## begin

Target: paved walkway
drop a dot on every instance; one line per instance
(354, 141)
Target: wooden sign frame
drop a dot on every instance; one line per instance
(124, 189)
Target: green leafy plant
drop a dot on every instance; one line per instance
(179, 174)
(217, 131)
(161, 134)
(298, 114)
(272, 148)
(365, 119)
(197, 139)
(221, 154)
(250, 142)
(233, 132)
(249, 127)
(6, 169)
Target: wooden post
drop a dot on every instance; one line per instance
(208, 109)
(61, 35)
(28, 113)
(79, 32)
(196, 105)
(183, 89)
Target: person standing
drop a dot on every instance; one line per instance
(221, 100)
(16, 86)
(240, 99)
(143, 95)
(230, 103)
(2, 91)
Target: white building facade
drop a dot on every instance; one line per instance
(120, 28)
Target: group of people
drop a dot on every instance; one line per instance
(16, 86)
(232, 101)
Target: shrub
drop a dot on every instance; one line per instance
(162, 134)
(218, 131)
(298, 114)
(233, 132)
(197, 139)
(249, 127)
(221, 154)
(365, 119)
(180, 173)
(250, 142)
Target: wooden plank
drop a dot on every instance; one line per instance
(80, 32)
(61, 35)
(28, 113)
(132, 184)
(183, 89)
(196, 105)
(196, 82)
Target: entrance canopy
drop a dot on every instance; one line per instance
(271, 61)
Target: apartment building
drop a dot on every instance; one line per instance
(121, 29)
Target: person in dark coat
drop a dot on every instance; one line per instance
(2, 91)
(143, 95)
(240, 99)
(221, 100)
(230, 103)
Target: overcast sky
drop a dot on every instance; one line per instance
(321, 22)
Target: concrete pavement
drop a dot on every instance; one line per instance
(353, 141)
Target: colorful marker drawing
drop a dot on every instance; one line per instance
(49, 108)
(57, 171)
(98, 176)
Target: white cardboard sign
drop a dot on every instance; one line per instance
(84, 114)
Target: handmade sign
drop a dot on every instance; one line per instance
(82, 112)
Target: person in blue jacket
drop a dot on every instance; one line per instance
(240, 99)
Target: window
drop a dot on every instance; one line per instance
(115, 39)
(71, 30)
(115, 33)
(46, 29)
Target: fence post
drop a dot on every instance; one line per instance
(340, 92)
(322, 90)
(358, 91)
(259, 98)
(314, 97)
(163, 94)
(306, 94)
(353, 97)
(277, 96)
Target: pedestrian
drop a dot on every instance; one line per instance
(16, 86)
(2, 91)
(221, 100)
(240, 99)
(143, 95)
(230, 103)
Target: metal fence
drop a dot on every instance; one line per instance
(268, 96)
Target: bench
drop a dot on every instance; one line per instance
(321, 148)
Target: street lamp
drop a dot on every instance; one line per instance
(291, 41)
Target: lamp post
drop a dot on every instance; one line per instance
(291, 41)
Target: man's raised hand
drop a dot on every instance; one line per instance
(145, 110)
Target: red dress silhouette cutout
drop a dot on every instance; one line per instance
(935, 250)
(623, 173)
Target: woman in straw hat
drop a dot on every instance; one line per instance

## end

## [Aim of the task]
Write out every line of the entries above as a numbered list, leaving out any blank lines.

## [Full output]
1. Target: paved walkway
2. drop a dot on every instance; one line per instance
3. (354, 141)
4. Target: wooden sign frame
5. drop a dot on every instance; one line per instance
6. (124, 189)
7. Target: green leafy plant
8. drop a dot on every instance; one line per instance
9. (179, 174)
10. (217, 131)
11. (161, 134)
12. (298, 114)
13. (272, 148)
14. (365, 119)
15. (197, 139)
16. (221, 154)
17. (250, 142)
18. (233, 132)
19. (249, 127)
20. (6, 169)
21. Target: wooden post
22. drop a dot on every instance; one line per instance
23. (208, 109)
24. (61, 35)
25. (28, 113)
26. (79, 32)
27. (196, 105)
28. (183, 89)
29. Target: person standing
30. drop a dot on every instance; one line per instance
31. (221, 100)
32. (16, 86)
33. (240, 99)
34. (143, 95)
35. (230, 103)
36. (2, 91)
37. Target: white building facade
38. drop a dot on every instance; one line per instance
39. (120, 28)
40. Target: group of people
41. drop a dot on every instance; one line per instance
42. (16, 86)
43. (232, 101)
44. Target: shrub
45. drop a dot on every instance; one line per instance
46. (162, 134)
47. (218, 131)
48. (298, 114)
49. (233, 132)
50. (197, 139)
51. (249, 127)
52. (221, 154)
53. (365, 119)
54. (180, 173)
55. (250, 142)
56. Target: wooden plank
57. drop a dot on every instance; one line per instance
58. (80, 32)
59. (61, 35)
60. (28, 113)
61. (132, 184)
62. (183, 89)
63. (196, 105)
64. (196, 82)
65. Target: entrance canopy
66. drop a dot on every instance; one line per instance
67. (271, 61)
68. Target: apartment building
69. drop a dot on every instance; one line per instance
70. (121, 29)
71. Target: person in dark coat
72. drop a dot on every instance; one line per instance
73. (2, 91)
74. (143, 95)
75. (240, 99)
76. (221, 100)
77. (230, 103)
78. Target: overcast sky
79. drop a dot on every instance; one line per instance
80. (321, 22)
81. Target: concrete pavement
82. drop a dot on every instance; one line per instance
83. (353, 141)
84. Target: colorful marker drawing
85. drop a dot on every instance; one line per instance
86. (49, 108)
87. (57, 171)
88. (98, 176)
89. Target: white cardboard sign
90. drop a dot on every instance; one line per instance
91. (84, 114)
92. Target: handmade sign
93. drop a dot on every instance; one line per instance
94. (82, 112)
95. Target: person in blue jacket
96. drop a dot on every instance; one line per instance
97. (240, 99)
98. Target: window
99. drop a dot on every instance; one line per instance
100. (115, 39)
101. (71, 30)
102. (115, 33)
103. (46, 29)
104. Target: fence post
105. drop a dot on every instance; one line per instance
106. (340, 92)
107. (322, 90)
108. (358, 91)
109. (259, 98)
110. (314, 97)
111. (163, 94)
112. (306, 94)
113. (353, 97)
114. (277, 96)
115. Target: pedestrian
116. drop a dot on every instance; one line per instance
117. (16, 86)
118. (2, 91)
119. (221, 100)
120. (240, 99)
121. (143, 95)
122. (230, 103)
123. Target: metal fence
124. drop a dot on every instance; one line per instance
125. (268, 96)
126. Target: bench
127. drop a dot on every instance; one line per instance
128. (321, 148)
129. Target: street lamp
130. drop a dot on every instance; one line per instance
131. (291, 41)
132. Target: lamp post
133. drop a dot on every instance; one line per instance
134. (291, 41)
135. Target: man's raised hand
136. drop a dot on every instance; one line per instance
137. (145, 110)
138. Target: red dress silhouette cutout
139. drop a dot on every instance; one line per instance
140. (935, 250)
141. (623, 173)
142. Target: woman in straw hat
143. drop a dot on every instance; one line per instance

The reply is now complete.